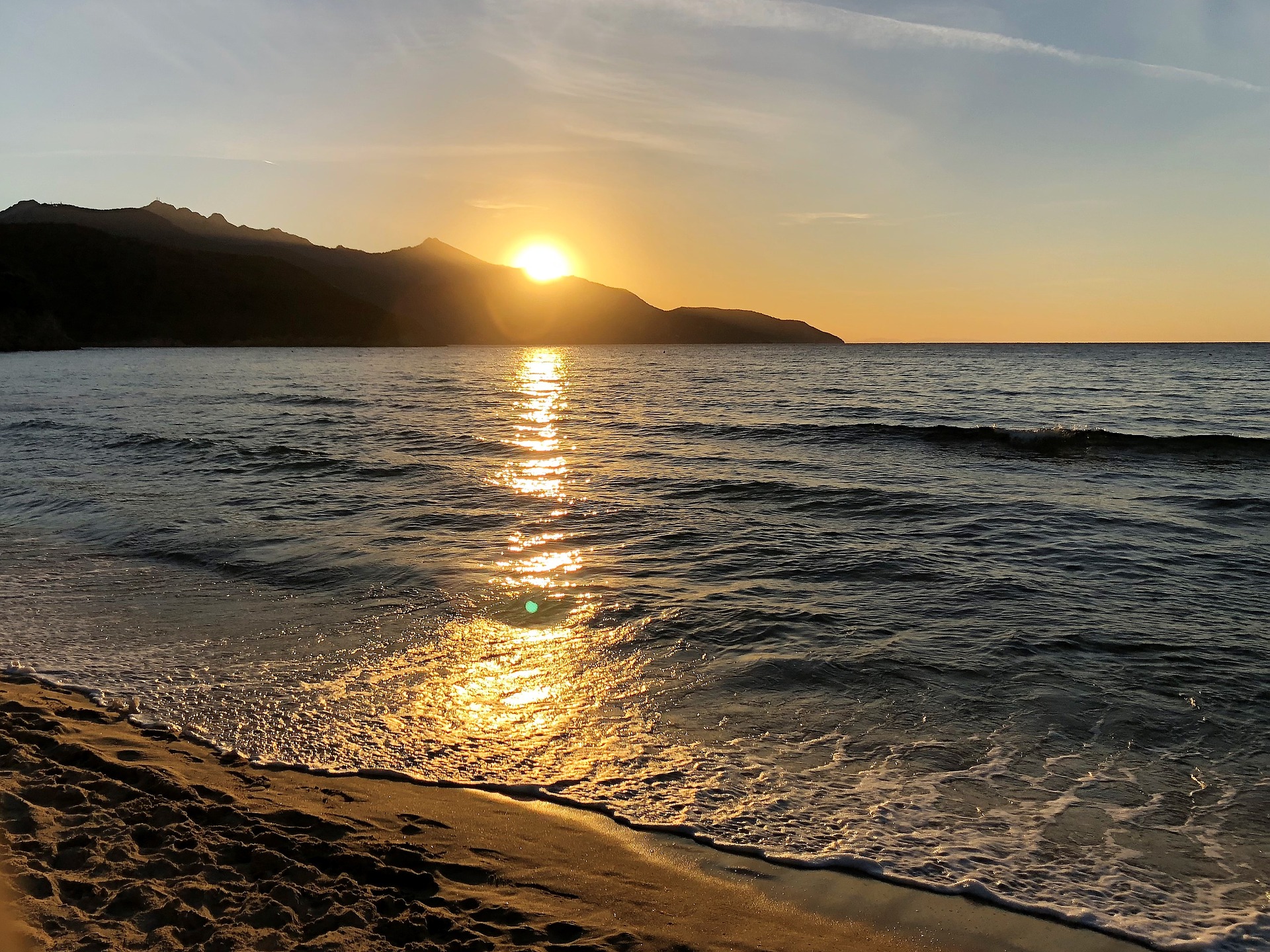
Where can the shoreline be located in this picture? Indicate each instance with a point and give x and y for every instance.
(609, 884)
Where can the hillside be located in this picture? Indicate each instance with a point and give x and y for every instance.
(202, 280)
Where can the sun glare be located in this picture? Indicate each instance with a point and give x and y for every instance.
(542, 262)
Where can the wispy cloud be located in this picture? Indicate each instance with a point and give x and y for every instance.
(873, 31)
(498, 206)
(810, 218)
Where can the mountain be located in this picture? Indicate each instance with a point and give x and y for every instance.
(253, 286)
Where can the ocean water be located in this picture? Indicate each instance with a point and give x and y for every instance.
(984, 619)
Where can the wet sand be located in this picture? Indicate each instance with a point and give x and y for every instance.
(128, 840)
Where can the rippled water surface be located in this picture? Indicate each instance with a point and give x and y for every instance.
(986, 619)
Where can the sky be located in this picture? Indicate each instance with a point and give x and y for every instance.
(884, 169)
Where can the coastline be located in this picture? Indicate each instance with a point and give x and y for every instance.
(144, 840)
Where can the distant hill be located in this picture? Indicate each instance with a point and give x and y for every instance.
(169, 274)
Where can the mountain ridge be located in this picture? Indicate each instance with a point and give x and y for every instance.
(427, 294)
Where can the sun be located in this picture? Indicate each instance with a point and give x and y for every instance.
(542, 262)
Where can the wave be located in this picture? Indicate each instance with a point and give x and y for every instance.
(1039, 441)
(312, 400)
(969, 887)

• **PROBLEM TO WORK ON**:
Format all of the records above as a JSON list of strings, one string per line, with blank lines and the pictures left out.

• **SOLUTION TO THIS PROBLEM**:
[
  "Where can the shoreline be located in this picture? Indicate each instance with a point and give x and y for every instance.",
  "(609, 884)",
  "Where can the hillside be located in this picture? Indicate each instance with a point and give x and y for every instance.",
  "(202, 280)",
  "Where can the sun glare be located in this picture? Indicate each instance with a point and give x and y for every instance.",
  "(542, 262)",
  "Where can the wispy cloud be located in this picture? Indicate each instance with a point and give x and y for every instance.",
  "(873, 31)",
  "(498, 206)",
  "(810, 218)",
  "Where can the mountain be located in this picture? Indicate each instance with a point and give x and y for every instance.",
  "(253, 286)",
  "Where can the ocean water be located in this picture? Indicate each instance with a point and give x and y for every instance.",
  "(984, 619)",
  "Where can the wet sand be located in this picture? Indicate each instance with a point and give x and y for every instance.",
  "(128, 840)",
  "Where can the rippled water surface be located in this picture? Indicate each instance with a point and give x and y for every instance.",
  "(986, 619)",
  "Where can the sky be located in this picture? Indicate each instance with a point and give x and y for every instance.",
  "(884, 169)",
  "Where can the coastline be located in this picture? Indicate each instance with a point and give x and y for every instance.",
  "(144, 840)",
  "Where can the distant hill be located in this picture? Indicate each instance with a point and give x and y for every instance.",
  "(169, 274)",
  "Where can the mountain ridge be located in this picture? Indicate each instance with a point and give x and y for every instance.",
  "(427, 294)",
  "Where can the sun be located in this picture? Indicate each instance with a point and give x and y for every instance.",
  "(542, 262)",
  "Where can the wave be located in this picture? Indicate each instance with a point and give x and y for every instance.",
  "(1039, 441)",
  "(312, 400)",
  "(969, 887)"
]